TASK STATEMENT
Below you will find a set of lines. Repeat them all exactly.

MATERIAL TO PROCESS
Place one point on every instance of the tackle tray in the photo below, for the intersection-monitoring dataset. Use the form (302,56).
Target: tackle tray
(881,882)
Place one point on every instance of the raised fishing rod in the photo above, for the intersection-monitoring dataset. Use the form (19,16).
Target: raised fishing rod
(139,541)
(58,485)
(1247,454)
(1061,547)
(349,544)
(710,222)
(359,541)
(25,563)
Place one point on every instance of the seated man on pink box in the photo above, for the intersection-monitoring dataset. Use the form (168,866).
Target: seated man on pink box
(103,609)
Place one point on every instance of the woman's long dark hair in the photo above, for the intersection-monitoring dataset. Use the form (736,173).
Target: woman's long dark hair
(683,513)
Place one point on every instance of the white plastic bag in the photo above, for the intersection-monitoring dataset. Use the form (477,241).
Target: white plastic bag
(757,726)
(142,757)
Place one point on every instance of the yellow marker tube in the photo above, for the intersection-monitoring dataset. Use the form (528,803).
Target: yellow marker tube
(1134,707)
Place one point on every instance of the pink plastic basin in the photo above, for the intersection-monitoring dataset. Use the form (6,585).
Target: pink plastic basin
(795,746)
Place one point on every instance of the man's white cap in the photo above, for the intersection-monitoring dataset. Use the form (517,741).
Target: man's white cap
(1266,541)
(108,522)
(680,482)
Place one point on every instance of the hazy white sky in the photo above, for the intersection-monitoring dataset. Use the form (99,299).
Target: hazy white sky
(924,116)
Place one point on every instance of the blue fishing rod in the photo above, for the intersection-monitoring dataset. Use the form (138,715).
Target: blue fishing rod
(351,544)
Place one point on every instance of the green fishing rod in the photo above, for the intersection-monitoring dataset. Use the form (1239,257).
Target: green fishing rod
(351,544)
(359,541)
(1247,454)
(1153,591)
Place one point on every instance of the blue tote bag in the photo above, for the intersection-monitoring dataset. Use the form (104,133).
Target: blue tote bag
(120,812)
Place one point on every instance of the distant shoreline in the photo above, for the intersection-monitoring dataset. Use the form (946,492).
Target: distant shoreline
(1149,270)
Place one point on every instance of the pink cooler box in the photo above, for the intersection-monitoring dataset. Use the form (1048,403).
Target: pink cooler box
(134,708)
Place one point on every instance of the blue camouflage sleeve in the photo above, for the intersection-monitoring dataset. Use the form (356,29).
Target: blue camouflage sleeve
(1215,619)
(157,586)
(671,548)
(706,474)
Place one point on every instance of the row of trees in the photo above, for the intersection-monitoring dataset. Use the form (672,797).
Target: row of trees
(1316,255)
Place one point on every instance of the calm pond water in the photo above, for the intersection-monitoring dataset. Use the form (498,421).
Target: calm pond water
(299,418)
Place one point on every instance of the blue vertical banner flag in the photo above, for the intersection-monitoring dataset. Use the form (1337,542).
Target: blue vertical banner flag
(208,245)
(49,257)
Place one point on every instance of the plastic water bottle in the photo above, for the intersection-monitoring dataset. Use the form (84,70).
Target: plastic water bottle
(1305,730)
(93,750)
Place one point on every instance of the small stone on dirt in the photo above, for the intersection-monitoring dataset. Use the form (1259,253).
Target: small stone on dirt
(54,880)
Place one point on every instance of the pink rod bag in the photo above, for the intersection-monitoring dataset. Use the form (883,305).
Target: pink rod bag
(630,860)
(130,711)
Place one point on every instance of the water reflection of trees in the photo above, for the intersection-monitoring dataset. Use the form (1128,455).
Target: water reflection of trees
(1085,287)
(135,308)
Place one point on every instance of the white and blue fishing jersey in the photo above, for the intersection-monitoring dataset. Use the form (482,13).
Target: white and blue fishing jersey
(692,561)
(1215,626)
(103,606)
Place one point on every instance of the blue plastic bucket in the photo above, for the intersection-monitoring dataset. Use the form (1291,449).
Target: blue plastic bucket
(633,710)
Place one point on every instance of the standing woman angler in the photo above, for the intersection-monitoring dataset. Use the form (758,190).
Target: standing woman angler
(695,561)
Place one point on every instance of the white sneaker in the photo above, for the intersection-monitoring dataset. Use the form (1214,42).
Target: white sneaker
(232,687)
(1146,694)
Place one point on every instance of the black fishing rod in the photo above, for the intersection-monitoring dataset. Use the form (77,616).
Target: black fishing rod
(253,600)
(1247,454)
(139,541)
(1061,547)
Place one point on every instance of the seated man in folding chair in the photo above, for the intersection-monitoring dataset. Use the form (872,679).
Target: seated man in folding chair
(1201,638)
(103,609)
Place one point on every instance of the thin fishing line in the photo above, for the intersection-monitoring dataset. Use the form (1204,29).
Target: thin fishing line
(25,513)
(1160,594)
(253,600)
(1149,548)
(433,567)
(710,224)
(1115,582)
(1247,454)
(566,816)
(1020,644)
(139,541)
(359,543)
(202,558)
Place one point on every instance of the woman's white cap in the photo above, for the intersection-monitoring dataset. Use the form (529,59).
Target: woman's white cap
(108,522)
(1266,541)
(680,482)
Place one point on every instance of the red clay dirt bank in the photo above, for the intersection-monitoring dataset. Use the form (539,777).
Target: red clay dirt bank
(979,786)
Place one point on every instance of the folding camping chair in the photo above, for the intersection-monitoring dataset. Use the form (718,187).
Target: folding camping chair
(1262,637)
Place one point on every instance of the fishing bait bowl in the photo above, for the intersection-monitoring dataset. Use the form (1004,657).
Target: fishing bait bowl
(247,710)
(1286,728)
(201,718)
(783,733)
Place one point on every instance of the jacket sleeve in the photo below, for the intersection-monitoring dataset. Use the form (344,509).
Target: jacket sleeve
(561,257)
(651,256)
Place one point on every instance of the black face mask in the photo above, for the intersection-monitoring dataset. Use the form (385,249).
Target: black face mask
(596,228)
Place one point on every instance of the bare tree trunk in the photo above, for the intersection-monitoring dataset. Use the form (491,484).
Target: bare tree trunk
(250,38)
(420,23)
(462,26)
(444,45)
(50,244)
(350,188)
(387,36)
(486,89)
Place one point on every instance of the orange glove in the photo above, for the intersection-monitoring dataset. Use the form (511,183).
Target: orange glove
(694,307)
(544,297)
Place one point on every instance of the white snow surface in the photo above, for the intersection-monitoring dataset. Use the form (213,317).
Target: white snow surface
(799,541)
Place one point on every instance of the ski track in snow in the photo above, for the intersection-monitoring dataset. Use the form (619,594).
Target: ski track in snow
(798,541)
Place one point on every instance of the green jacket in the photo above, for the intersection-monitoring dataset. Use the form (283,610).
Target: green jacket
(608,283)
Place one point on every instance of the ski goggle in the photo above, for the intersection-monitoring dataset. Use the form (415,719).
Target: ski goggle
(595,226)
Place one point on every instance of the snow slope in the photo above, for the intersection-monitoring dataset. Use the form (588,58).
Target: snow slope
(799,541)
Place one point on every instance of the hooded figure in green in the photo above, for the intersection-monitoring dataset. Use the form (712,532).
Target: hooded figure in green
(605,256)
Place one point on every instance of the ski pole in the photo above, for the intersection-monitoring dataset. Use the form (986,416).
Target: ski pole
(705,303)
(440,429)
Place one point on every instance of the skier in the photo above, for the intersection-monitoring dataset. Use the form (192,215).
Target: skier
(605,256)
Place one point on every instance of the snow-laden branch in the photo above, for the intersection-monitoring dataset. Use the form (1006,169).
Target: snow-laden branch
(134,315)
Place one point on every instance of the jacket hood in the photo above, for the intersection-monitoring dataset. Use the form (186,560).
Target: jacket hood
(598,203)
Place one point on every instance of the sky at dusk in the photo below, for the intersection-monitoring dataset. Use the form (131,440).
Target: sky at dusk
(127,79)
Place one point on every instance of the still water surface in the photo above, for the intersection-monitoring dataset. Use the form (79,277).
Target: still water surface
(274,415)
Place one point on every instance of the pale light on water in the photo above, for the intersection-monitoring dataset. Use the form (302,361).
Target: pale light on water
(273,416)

CORRECT RESPONSE
Place one point on every instance of the tackle tray in the photo below, for the intersection-monitoring dataset. Use the form (302,56).
Target: tackle tray
(881,882)
Place one point on every instance of the raised fishing rod in the photo above, for the intersection-monitoring dataset. Use the form (19,16).
Target: raised fishing rod
(139,541)
(58,485)
(1247,454)
(1061,547)
(349,544)
(710,222)
(359,541)
(25,563)
Place one point on every instance of the seated man on pink box in the photo above, for the intersection-monitoring dataset. Use the form (168,866).
Target: seated man on pink box
(103,609)
Place one point on every instance of the woman's long dark hair in the photo above, for the intersection-monitoring dataset. Use the form (736,173).
Target: woman's long dark hair
(683,513)
Place one point on every instance of the white plastic bag in the photo above, for the intersection-monitoring dataset. Use the form (477,241).
Target: white plastic bag
(757,726)
(142,757)
Place one point on every instance of the yellow marker tube in the photo above, for the intersection-monitoring dataset. Use the form (528,803).
Target: yellow marker tube
(1134,707)
Place one point on every instance of the pink plastic basin in the photo above, for the intersection-monitoring dataset. Use the form (6,585).
Target: pink plastic basin
(795,746)
Place one point on every instance of the man's white cap in the photo above, for the intersection-monitoring dataset. Use the form (517,741).
Target: man's white cap
(1266,541)
(108,522)
(680,482)
Place one point on every instance of the hazy white sky in the photo above, for the intersection-monitoring dataset. Use the form (99,299).
Target: hazy white sky
(924,116)
Place one point on every instance of the blue fishing rod in the photo above, for the intersection-monitoring dataset. Use the form (138,715).
Target: blue fishing rod
(351,544)
Place one point on every instance of the green fishing rod in the photo above, for the intersection-monitoring dataset. Use the form (1239,257).
Target: green fishing rod
(351,544)
(359,541)
(1247,454)
(1153,591)
Place one point on every instance of the blue tote bag in the photo above, for the intersection-monitoring dataset. Use the form (104,133).
Target: blue tote bag
(120,812)
Place one point on every instance of the distant shoreline in the photo above, for the intersection-monitoring dataset. Use the form (946,492).
Target: distant shoreline
(1149,270)
Place one point on every instance of the pink cooler box in the photo above, for the intersection-monitoring dataset. Use the form (1048,403).
Target: pink cooler box
(134,708)
Place one point on every instance of the blue camouflage sleeve in the photo above, for the intersection-monitoring dataset. Use the form (356,29).
Target: blue camouflage sleeve
(1215,619)
(157,586)
(671,548)
(706,474)
Place one point on every instance of the row of trees in the photo above, for the intersection-monitoring dataset. Use the form (672,797).
Target: row of trees
(1316,255)
Place one point on every instance of the calm pond water in the photo above, for the intersection-monitoring dataset. Use the form (498,421).
Target: calm pond water
(299,418)
Place one point on every instance of the blue vertical banner flag in the photo above, for the intersection-monitoring dataset. Use the form (1337,542).
Target: blue vertical banner flag
(208,245)
(49,257)
Place one point on every instance of the plastic water bottle in the photo above, for the intersection-monitoring dataset. Use the form (84,70).
Target: plastic water bottle
(1305,730)
(93,750)
Place one point on every instance of the small stone on dirt in the photo above, for the intersection-monitoring dataset. Use the form (1259,253).
Target: small stone on dirt
(54,880)
Place one point on every instance of the pink rod bag in the photo above, for the intersection-monitoring dataset. Use the form (883,305).
Target: pink rod bag
(630,860)
(130,711)
Place one point on every instance of the water reflection of trees in the photo above, for the intersection-monitoring dataset. Use the form (1128,455).
Target: water reflection of trees
(1085,287)
(135,308)
Place one point on every instance of the white and blue fishing jersey in the photo above, for the intersection-monitoring dataset. Use the form (482,13).
Target: white and blue fishing jersey
(692,561)
(1215,626)
(103,606)
Place one point on every instance of the blue plastic bucket in the photo above, for the intersection-monitoring dataset. Use the form (1291,449).
Target: blue plastic bucket
(633,710)
Place one point on every instance of the standing woman angler in the photo above, for the intersection-monitoring dataset. Use the form (758,190).
Target: standing woman angler
(695,561)
Place one point on every instance of the white sneaker in the photo above, for the intersection-monitoring dataset. Use the form (1214,42).
Target: white sneaker
(232,687)
(1146,694)
Place one point on every instance of the black fishing rod in the photo above, for the intersection-monitoring dataset. Use the form (77,616).
Target: black fishing rod
(253,600)
(1247,454)
(139,541)
(1061,547)
Place one point on every instance of the seated man in folding chair in the photo above, for the intersection-monitoring dataset. Use the form (872,679).
Target: seated man in folding chair
(1201,638)
(103,609)
Place one point on every instance of the thin fishing line in the photo above, for the intersection-monitoring dataset. Use the form (1204,29).
Target: thin fishing line
(25,513)
(1160,594)
(253,600)
(1149,548)
(433,567)
(710,224)
(1115,582)
(1247,454)
(566,816)
(1020,644)
(139,541)
(359,543)
(202,558)
Place one point on every instance of the woman's white cap in the photo above, for the intersection-monitoring dataset. Use the form (529,59).
Target: woman's white cap
(108,522)
(1266,541)
(680,482)
Place one point on every instance of the red clay dirt bank in the photo above, for the intersection-monitoring dataset. Use the form (539,777).
Target: red clay dirt bank
(979,786)
Place one point on every instance of the folding camping chair in the photo above, for the intersection-monitoring dataset. Use the form (718,187).
Target: folding camping chair
(1262,637)
Place one point on every instance of the fishing bait bowl in the photo above, for the intersection-monitoring dataset. Use the form (1004,657).
Target: fishing bait bowl
(247,710)
(1286,728)
(201,718)
(783,733)
Place one point on every instance of the jacket sleeve in the photo below, for the intersection-monitoring dataset. Use the form (344,509).
Target: jacket sleeve
(561,257)
(651,256)
Place one point on every instance of the black face mask in the photo above, for the intersection-monitoring dataset. Use the form (385,249).
Target: black face mask
(596,228)
Place one point on every instance of the bare tree trunk in the photo above, for the intersection-monitoring dataset. Use the form (491,484).
Target: bare tree trunk
(250,38)
(420,23)
(462,26)
(444,45)
(50,244)
(350,188)
(387,36)
(486,89)
Place one point on every instance of the orange glove in the photo above, for the intersection-monitoring dataset. Use the form (511,183).
Target: orange glove
(694,307)
(544,297)
Place one point on every instance of the white snow surface in the photo above, for the intersection-monitoring dataset. Use the form (213,317).
Target: white snow surface
(799,541)
Place one point on every instance of the ski track in snow in the photo above, for the intersection-monitoring dataset. Use the form (619,594).
Target: ski track in snow
(798,541)
Place one point on every instance of the green jacket in the photo above, for the intersection-monitoring dataset. Use the form (283,610).
Target: green jacket
(608,283)
Place one point on every instance of the ski goggle in the photo above, for the intersection-monitoring dataset. Use the form (415,719).
Target: ski goggle
(595,226)
Place one point on every instance of the snow slope in the photo above, for the intersection-monitoring dataset. Use the form (588,58).
Target: snow slope
(799,541)
Place one point on every instance of the hooded figure in green in the photo above, for the intersection-monitoring dataset. Use the form (712,532).
Target: hooded figure in green
(605,256)
Place one point on every instance of the ski pole in the photo above, for the intersection-monitoring dataset. Use the form (986,416).
Target: ski pole
(705,303)
(440,429)
Place one point on every instance of the skier in the photo above, for the intersection-monitoring dataset. Use the form (192,215).
Target: skier
(605,256)
Place one point on every instance of the snow-laden branch in the photo above, for the intersection-monitoring dataset. Use the form (1006,169).
Target: snow-laden branch
(134,315)
Place one point on every instance of the jacket hood in the photo above, for the intersection-monitoring dataset. Use the form (186,560).
Target: jacket hood
(598,203)
Place one point on every instance of the sky at dusk in the photo below, for the intersection-monitoring dataset. Use the form (131,440).
Target: sky at dusk
(127,79)
Place one point on every instance of the still water surface in the photo above, for the intersection-monitoring dataset. Use the form (79,277).
Target: still water surface
(274,415)
Place one point on every instance of the pale light on water in the photo above, for the intersection-monitoring dataset. Use the form (302,361).
Target: pale light on water
(273,416)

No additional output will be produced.